=== DATA FOR THE TASK ===

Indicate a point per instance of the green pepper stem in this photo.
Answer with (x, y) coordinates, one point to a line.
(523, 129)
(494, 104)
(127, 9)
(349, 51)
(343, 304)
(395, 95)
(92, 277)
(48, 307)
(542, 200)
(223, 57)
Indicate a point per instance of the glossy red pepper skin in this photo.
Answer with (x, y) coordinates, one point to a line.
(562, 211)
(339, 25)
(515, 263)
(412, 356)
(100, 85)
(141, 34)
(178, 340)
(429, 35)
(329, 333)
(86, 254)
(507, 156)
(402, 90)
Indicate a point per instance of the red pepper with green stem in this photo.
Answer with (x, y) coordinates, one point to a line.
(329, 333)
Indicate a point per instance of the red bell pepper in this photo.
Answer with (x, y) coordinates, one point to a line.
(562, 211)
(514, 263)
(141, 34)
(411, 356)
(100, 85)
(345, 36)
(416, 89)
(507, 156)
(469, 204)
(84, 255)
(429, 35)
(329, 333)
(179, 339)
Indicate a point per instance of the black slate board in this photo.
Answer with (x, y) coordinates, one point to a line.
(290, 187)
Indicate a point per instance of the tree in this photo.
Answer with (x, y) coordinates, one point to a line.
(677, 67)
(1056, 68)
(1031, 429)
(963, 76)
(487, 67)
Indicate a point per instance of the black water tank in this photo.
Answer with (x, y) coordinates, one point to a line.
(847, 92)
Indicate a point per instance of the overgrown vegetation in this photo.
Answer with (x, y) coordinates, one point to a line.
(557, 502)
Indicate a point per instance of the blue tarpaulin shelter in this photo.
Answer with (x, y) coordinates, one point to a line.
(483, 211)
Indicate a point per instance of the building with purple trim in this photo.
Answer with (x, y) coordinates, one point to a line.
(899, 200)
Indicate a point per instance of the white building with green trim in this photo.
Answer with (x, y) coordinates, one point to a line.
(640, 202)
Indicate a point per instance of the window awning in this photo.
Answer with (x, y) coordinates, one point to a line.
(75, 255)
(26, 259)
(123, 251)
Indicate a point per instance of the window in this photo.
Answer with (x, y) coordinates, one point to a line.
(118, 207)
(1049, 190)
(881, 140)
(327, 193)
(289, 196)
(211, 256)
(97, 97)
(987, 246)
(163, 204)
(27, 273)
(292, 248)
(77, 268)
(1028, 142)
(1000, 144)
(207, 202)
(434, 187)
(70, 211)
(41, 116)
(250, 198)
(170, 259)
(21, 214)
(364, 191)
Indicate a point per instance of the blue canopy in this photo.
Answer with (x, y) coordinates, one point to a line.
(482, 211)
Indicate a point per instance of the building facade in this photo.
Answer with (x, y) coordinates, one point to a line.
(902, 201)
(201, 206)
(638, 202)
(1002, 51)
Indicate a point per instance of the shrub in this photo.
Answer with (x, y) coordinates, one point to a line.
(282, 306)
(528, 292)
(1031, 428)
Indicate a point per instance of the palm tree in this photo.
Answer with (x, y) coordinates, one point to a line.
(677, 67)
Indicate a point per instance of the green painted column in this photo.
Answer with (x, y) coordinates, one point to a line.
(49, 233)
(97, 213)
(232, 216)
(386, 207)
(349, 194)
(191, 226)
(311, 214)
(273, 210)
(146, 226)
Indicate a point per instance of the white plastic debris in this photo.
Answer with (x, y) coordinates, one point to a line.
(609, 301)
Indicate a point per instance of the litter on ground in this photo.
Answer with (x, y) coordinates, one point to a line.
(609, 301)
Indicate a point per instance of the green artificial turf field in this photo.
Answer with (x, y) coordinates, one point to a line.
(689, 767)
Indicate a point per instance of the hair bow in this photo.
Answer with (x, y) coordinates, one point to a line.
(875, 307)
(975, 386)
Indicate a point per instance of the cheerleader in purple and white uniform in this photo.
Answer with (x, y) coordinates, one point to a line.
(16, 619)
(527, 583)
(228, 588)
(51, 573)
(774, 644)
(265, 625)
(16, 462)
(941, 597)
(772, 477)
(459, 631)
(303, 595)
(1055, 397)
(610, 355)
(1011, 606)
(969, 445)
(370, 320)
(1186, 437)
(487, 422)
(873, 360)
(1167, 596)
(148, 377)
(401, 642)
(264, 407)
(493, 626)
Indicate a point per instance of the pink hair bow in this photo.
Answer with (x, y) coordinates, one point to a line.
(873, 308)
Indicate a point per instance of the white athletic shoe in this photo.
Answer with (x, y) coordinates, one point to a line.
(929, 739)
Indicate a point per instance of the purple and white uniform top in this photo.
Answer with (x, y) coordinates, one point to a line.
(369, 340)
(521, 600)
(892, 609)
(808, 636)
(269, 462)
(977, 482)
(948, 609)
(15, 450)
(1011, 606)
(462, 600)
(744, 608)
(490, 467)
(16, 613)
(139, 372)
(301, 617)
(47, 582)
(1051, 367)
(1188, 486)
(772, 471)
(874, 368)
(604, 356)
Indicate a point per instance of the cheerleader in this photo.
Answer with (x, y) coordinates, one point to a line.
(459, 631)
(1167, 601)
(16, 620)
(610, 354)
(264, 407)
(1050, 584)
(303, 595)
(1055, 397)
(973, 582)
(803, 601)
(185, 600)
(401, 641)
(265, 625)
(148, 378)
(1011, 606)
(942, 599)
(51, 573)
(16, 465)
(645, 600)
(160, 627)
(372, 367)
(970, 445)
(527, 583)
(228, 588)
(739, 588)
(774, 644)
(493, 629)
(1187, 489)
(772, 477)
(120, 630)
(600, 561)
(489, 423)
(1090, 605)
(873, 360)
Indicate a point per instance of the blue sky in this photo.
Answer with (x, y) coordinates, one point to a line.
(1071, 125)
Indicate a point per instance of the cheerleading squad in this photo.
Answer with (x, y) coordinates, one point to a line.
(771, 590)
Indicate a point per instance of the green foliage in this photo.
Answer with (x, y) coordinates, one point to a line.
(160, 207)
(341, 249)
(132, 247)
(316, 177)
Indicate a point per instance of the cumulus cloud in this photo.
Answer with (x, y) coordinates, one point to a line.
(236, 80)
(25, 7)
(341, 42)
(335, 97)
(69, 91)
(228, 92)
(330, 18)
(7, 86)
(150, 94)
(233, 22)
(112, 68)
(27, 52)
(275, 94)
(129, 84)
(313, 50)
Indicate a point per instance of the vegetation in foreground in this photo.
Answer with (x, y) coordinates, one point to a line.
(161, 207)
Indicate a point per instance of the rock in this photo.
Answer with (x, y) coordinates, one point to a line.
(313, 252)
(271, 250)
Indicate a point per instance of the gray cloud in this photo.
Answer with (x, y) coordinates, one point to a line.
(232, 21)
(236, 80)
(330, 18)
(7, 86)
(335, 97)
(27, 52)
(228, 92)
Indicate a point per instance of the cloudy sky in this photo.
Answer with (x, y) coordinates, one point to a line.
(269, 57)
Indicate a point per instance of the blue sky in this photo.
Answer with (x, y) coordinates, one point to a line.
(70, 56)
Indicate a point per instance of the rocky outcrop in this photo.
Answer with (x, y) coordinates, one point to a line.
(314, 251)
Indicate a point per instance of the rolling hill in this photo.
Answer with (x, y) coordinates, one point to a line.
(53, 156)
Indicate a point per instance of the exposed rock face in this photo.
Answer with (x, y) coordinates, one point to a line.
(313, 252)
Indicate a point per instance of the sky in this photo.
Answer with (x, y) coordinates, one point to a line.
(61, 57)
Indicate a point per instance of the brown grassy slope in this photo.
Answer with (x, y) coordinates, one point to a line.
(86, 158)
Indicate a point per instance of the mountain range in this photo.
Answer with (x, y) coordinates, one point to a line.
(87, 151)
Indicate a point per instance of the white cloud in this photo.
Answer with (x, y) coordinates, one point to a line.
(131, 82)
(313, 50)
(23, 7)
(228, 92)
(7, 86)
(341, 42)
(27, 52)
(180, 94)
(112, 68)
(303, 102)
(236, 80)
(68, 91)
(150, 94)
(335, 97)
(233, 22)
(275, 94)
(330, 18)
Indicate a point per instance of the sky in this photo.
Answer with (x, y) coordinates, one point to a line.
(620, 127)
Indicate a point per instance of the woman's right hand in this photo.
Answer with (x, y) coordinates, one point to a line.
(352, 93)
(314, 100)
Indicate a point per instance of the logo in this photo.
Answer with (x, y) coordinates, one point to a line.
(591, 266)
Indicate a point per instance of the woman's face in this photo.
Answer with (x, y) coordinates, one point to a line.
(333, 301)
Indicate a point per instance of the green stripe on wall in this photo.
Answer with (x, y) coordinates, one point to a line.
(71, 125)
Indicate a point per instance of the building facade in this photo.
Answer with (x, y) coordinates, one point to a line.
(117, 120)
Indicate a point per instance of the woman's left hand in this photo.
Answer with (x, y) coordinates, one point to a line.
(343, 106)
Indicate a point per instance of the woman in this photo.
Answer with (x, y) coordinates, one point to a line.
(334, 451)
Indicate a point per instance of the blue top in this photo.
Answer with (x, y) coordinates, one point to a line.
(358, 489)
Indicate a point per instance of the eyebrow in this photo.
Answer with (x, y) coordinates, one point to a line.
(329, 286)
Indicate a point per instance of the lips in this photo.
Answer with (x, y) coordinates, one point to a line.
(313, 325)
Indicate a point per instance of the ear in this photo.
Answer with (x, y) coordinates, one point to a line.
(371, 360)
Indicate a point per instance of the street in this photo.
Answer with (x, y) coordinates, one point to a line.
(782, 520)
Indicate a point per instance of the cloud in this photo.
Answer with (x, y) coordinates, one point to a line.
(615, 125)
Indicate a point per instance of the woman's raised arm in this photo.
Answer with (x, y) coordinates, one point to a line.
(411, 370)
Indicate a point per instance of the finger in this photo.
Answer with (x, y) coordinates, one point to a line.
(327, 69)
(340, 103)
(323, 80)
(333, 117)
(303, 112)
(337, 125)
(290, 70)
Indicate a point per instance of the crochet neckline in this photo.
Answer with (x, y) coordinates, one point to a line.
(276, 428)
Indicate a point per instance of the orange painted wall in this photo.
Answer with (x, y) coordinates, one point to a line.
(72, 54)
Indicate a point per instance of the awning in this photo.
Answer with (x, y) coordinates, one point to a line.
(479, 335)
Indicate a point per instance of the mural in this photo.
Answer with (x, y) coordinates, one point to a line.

===

Starting with the line that contains "Indicate a point per instance of the blue tarpaulin" and going on through the line that contains "(1031, 428)", write out only those lines again with "shrub" swapped for "bush" and nothing else changed.

COMPLETE ANSWER:
Indicate a point per instance of the blue tarpaulin shelter in this photo.
Answer with (x, y) coordinates, one point to a line.
(483, 211)
Indicate a point per instance of the building with purple trim in this photo.
Answer with (x, y) coordinates, one point to a line.
(899, 200)
Indicate a point per instance of the white building with green trim in this photo.
Answer with (x, y) coordinates, one point to a line.
(640, 202)
Indicate a point per instance of the window awning in this photo.
Answer with (x, y) coordinates, one point to a line.
(75, 255)
(26, 259)
(123, 251)
Indicate a point per instance of the window in this photo.
Answer with (x, y) coordinates, one point to a line.
(118, 207)
(1049, 190)
(881, 140)
(327, 193)
(289, 196)
(211, 256)
(97, 97)
(987, 246)
(163, 204)
(27, 273)
(292, 248)
(77, 268)
(1028, 142)
(1000, 144)
(207, 202)
(434, 187)
(70, 211)
(41, 116)
(250, 198)
(170, 259)
(21, 214)
(364, 191)
Indicate a point per instance of the blue canopy in this photo.
Answer with (x, y) coordinates, one point to a line.
(482, 211)
Indicate a point per instance of the building facade in this photo.
Answer with (x, y) coordinates, one point to a line.
(902, 201)
(201, 206)
(638, 202)
(1002, 51)
Indicate a point per instance of the bush in this photo.
Answer with (x, y) coordinates, one point to a line.
(282, 306)
(528, 292)
(1031, 428)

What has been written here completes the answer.